» **TEXT SECTION**
▼
Mahadevi Varma (26 March 1907 – 11 September 1987) was an Indian Hindi-language poet, essayist, sketch story writer and an eminent personality of Hindi literature. She is considered one of the four major pillars of the Chhayawadi era in Hindi literature. She has been also addressed as the Modern Meera. Poet Nirala had once called her "Saraswati in the vast temple of Hindi Literature".  Varma had witnessed India both before and after independence. She was one of those poets  who worked for the wider society of India. Not only her poetry but also her social upliftment work and welfare development among women were also depicted deeply in her writings. These largely influenced not only the readers but also the critics especially through her novel Deepshikha.

She developed a soft vocabulary in the Hindi poetry of Khadi Boli, which before her was considered possible only in Braj bhasha. For this, she chose the soft words of Sanskrit and Bangla and adapted to Hindi. She was well-versed in music. The beauty of her songs lies in the tone that captures the euphemistic style of sharp expressions. She started her career with teaching. She was the Principal of Prayag Mahila Vidyapeeth. She was married, but she chose to live an ascetic life. She was also a skilled painter and creative translator. She had the distinction of receiving all the important awards in Hindi literature. As the most popular female litterateur of the last century, she remained revered throughout her life. The year 2007 was celebrated as her birth cenhenotenary. Later, Google also celebrated the day through its Google Doodle.

Life and education

Early life 
Varma was born on 26 March 1907 in a Hindu Brahmin family of Farrukhabad, Uttar Pradesh, India. Her father Govind Prasad Varma was a professor in a college in Bhagalpur. Her mother's name was Hem Rani Devi. Her mother was a  religious, passionate and vegetarian woman with a keen interest in music. Her mother would recite for many hours of Ramayana, Gita and Vinay patrika. On the contrary, her father was a scholar, music lover, atheist, a hunting enthusiast and a cheerful person. Sumitranandan Pant and Suryakant Tripathi Nirala were close friends of Mahadevi Varma. It is said that for 40 years Varma kept tying Rakhis to Nirala.

Education 
Varma was originally admitted to a Convent school, but upon protests and an unwilling attitude, she took admission in Crosthwaite Girls College at Allahabad. According to Varma, she learned the strength of unity while staying in the hostel at Crosthwaite. Here students of different religions lived together. Varma started to write poems secretly; but upon discovery of her hidden stash of poems by her roommate and senior Subhadra Kumari Chauhan (known in the school for writing poems), her hidden talent was exposed.

She and Subhadra also used to send poems to publications such as weekly magazines and managed to get some of their poems published. Both the budding poets also attended poetry seminars, where they met eminent Hindi poets, and read out their poems to the audience. This partnership continued till Subhrada graduated from Crosthwaite.
▲
» **SUPPLIED RECORDS**
▼
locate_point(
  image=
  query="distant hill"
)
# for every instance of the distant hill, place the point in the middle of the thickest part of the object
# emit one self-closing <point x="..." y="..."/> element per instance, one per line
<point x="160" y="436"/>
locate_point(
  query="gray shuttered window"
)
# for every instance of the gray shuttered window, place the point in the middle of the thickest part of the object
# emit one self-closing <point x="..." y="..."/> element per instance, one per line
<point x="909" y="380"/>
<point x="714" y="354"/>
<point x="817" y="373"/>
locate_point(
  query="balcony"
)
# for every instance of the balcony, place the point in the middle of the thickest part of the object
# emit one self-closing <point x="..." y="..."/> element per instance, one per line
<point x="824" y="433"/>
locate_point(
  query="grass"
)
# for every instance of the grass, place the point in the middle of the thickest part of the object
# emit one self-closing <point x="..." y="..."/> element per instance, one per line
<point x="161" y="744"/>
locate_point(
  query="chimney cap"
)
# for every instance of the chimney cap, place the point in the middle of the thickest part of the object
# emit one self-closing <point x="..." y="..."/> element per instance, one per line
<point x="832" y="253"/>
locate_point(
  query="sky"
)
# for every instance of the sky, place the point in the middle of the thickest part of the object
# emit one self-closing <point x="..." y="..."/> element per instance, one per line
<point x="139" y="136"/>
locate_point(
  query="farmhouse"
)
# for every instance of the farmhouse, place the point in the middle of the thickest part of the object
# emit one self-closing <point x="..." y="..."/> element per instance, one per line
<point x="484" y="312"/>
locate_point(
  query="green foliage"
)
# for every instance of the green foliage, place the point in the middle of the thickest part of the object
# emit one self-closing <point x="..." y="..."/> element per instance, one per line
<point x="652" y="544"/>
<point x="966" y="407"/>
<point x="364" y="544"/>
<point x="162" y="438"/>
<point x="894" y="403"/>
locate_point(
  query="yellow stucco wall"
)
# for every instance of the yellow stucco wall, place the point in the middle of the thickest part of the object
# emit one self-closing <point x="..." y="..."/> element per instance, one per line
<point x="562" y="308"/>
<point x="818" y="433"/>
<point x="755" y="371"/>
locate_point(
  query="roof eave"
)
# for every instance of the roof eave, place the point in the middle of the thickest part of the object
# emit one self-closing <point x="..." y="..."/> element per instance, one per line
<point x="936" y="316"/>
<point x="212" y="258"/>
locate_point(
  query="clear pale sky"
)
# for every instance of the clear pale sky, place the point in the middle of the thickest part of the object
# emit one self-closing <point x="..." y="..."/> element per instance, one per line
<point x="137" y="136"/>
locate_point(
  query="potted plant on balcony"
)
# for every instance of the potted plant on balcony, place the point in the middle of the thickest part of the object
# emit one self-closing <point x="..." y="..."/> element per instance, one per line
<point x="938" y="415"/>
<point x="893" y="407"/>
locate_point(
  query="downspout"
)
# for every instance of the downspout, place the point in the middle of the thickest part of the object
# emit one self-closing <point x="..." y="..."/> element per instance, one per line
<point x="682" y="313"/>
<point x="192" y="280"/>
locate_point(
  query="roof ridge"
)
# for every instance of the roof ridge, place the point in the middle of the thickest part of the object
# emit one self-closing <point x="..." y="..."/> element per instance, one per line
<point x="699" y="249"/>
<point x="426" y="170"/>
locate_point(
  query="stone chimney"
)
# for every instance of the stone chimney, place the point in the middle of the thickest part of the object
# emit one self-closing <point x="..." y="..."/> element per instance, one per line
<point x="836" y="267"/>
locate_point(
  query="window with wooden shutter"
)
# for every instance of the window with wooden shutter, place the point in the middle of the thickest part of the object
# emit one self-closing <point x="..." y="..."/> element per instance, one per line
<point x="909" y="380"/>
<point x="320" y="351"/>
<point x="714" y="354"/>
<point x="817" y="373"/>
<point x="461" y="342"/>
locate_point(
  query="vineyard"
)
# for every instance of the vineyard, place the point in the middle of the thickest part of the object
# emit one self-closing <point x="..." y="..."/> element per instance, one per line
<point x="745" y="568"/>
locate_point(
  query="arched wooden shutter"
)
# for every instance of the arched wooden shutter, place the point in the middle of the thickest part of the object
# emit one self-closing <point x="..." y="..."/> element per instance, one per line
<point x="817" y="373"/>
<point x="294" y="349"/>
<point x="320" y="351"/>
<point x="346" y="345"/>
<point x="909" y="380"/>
▲
» **GOALS**
1. According to the Mahadevi Varma text, which college did Varma join after leaving the Convent school?
2. Do these statements agree with the Mahadevi Varma text? Answer yes or no for each and quote the words of the text that decide it. (a) Varma's father taught at a college in Bhagalpur. (b) Varma never married. (c) Varma's mother was an atheist.
3. Copy the stretch of the Mahadevi Varma text from "She developed a" through "its Google Doodle.".

» **FULL SOLUTIONS**
1. She joined Crosthwaite Girls College at Allahabad.

2.
(a) Yes: "Her father Govind Prasad Varma was a professor in a college in Bhagalpur."
(b) No: "She was married, but she chose to live an ascetic life."
(c) No: "religious, passionate and vegetarian woman"

3.
She developed a soft vocabulary in the Hindi poetry of Khadi Boli, which before her was considered possible only in Braj bhasha. For this, she chose the soft words of Sanskrit and Bangla and adapted to Hindi. She was well-versed in music. The beauty of her songs lies in the tone that captures the euphemistic style of sharp expressions. She started her career with teaching. She was the Principal of Prayag Mahila Vidyapeeth. She was married, but she chose to live an ascetic life. She was also a skilled painter and creative translator. She had the distinction of receiving all the important awards in Hindi literature. As the most popular female litterateur of the last century, she remained revered throughout her life. The year 2007 was celebrated as her birth cenhenotenary. Later, Google also celebrated the day through its Google Doodle.